*Provided text*
* BEGIN *
Particularly harsh on the young physicist was the fact that the senior
English and European physicists were not willing to openly support his
work although many of them approved of it privately. This embittered him
and eventually led to his moving to the United States where he remained
at the University of Chicago for the rest of his career. The drama
associated with this episode has now been brought out as a novel "Empire
of the Stars" by Arthur I. Miller. Some suggest that the autocracy of
Eddington may have delayed the progress of astrophysics by 1 or 2
decades.
A young RA Fisher had a similar problem with the senior Karl Pearson. In
Wikipedia:
http://en.wikipedia.org/wiki/Karl_Pearson
In the 1930s he had a protracted feud with R.A. Fisher over a
statistical disagreement, which continued after his death through his
son.
* END *
Saved entries
* BEGIN *
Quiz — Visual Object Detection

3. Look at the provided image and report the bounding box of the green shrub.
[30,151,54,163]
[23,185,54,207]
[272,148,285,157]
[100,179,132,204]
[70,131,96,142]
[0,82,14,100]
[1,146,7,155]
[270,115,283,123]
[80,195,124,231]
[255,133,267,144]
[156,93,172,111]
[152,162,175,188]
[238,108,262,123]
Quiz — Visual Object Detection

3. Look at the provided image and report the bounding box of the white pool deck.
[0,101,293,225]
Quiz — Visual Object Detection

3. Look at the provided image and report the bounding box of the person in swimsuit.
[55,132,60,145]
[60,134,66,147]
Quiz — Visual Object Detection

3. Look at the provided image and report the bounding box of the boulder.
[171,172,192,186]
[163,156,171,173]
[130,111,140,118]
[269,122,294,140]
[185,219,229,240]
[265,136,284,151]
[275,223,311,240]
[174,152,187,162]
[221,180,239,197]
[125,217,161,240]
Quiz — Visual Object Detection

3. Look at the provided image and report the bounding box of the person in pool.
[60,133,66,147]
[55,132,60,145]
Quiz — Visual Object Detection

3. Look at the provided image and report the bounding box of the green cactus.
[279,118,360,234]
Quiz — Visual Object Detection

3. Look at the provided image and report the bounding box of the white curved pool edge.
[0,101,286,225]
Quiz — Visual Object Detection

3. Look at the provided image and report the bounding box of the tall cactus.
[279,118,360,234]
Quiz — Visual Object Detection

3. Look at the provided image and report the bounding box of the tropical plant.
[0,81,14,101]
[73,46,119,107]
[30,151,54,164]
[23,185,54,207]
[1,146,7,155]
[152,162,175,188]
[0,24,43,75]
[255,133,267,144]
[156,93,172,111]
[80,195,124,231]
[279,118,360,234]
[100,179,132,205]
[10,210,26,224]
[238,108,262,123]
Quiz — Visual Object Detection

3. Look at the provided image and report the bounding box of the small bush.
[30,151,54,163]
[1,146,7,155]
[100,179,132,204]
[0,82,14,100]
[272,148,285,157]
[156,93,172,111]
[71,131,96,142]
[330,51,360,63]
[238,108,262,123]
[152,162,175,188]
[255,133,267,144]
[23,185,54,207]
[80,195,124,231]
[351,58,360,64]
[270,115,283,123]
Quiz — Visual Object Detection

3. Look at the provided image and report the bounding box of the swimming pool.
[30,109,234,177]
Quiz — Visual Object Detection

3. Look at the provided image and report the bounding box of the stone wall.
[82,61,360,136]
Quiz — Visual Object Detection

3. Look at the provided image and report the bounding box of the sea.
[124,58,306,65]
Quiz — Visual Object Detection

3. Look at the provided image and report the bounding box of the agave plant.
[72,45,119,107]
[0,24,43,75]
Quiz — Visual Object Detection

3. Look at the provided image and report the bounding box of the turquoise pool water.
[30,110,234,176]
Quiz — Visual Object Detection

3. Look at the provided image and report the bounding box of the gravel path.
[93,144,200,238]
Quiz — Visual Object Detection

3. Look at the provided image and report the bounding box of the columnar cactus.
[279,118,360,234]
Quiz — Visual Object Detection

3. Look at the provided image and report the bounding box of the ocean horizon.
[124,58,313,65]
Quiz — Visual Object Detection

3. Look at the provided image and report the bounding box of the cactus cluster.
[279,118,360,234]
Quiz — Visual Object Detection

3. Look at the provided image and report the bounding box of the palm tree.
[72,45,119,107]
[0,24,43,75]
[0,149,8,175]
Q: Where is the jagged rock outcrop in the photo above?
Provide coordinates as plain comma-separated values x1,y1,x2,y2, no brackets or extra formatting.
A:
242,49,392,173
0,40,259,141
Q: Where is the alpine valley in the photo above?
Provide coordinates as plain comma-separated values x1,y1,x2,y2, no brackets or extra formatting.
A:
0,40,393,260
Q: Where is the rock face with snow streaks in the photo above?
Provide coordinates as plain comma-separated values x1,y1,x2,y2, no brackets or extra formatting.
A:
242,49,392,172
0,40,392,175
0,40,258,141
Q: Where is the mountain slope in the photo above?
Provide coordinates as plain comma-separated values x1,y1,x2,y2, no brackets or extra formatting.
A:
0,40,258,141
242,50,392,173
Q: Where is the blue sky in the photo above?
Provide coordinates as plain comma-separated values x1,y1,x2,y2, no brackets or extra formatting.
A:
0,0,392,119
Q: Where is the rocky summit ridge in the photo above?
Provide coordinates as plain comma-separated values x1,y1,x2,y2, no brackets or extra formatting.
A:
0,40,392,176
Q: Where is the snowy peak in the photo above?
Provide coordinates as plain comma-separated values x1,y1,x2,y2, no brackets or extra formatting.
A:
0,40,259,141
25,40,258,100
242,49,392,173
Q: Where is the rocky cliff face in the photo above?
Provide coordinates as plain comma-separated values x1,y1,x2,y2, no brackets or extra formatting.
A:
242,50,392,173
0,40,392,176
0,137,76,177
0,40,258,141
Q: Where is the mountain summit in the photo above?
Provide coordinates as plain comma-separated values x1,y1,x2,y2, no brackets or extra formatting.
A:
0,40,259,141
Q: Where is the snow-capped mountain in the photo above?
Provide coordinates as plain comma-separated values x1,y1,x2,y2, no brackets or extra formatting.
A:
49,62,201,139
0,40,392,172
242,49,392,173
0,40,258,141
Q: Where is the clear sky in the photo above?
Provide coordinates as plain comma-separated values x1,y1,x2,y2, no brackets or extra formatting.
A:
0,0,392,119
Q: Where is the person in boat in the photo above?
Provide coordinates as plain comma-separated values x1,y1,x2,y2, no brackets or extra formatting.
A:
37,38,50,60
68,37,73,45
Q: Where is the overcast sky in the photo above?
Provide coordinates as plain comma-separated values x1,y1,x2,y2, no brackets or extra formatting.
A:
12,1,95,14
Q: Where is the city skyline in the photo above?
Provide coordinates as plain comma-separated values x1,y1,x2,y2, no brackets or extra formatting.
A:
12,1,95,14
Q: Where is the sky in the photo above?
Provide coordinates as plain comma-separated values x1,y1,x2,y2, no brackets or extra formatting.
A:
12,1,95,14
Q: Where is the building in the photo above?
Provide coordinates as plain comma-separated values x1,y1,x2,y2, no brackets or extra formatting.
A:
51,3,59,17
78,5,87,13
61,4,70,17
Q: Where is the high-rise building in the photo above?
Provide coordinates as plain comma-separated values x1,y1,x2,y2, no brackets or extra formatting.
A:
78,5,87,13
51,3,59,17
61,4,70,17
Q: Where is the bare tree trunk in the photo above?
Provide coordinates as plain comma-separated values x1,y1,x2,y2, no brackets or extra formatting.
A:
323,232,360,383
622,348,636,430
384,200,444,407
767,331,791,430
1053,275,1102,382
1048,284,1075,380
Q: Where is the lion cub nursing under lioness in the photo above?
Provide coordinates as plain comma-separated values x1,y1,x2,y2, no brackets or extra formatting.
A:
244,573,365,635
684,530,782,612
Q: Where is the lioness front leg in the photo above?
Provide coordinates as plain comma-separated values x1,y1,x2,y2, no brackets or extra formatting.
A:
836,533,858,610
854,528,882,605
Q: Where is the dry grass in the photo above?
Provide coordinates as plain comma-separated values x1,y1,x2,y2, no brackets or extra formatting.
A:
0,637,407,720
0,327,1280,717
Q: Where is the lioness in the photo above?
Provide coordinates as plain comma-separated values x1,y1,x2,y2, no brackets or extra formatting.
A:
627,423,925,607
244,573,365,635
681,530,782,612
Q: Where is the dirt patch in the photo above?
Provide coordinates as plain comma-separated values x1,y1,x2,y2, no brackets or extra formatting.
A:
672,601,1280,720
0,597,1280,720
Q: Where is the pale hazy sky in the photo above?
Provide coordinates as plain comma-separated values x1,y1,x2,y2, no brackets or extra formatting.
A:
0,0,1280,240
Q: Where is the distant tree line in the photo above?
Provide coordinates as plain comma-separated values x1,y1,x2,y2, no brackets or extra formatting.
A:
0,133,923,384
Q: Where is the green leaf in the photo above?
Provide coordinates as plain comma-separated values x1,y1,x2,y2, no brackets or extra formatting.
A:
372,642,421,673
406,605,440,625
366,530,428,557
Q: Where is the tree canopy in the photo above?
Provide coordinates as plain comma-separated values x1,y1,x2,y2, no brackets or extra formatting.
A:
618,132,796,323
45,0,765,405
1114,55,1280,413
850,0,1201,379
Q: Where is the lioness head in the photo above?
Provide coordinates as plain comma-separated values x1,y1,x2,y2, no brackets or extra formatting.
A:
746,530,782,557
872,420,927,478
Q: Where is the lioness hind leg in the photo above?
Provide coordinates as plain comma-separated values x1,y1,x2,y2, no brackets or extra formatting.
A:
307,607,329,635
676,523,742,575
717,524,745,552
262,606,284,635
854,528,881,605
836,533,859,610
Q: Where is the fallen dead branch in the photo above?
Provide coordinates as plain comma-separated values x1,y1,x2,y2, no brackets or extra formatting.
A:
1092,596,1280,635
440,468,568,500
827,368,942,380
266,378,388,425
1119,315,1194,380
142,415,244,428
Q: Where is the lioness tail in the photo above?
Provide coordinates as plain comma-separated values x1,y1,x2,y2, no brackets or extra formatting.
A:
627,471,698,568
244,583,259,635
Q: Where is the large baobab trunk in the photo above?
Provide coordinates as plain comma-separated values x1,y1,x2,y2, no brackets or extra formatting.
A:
* END *
*Exercise instructions*
1. Answer these briefly from the passage on feuds between young and senior scientists:
(a) At which university did the young physicist remain for the rest of his career?
(b) What is the title of the novel that brought out the drama of this episode, and who wrote it?
(c) By how many decades, some suggest, may Eddington's autocracy have delayed the progress of astrophysics?
2. Resume the passage on feuds between young and senior scientists, picking up right after its final sentence.
The saved entries are separate material, unrelated to the passage on feuds between young and senior scientists.

*Responses to the exercise*
1.
(a) The University of Chicago.
(b) "Empire of the Stars" by Arthur I. Miller.
(c) By 1 or 2 decades.

2.
http://en.wikipedia.org/wiki/Ronald_Fisher
With the end of the war he went looking for a new job, and was offered
one at the famed Galton Laboratory by Karl Pearson. Because he saw the
developing rivalry with Pearson as a professional obstacle, however, he
accepted instead a temporary job as a statistician with a small
agricultural station in the country in 1919.
There is some more here:
http://taxa.epi.umn.edu/~mbmiller/journals/brit_j_phil_sci/198306_Baird_Fisher-Pearson_chi-square_debate.pdf
It is interesting to me that the Pearsons could be so persistent when they
were so obviously wrong (from our perspective today anyway).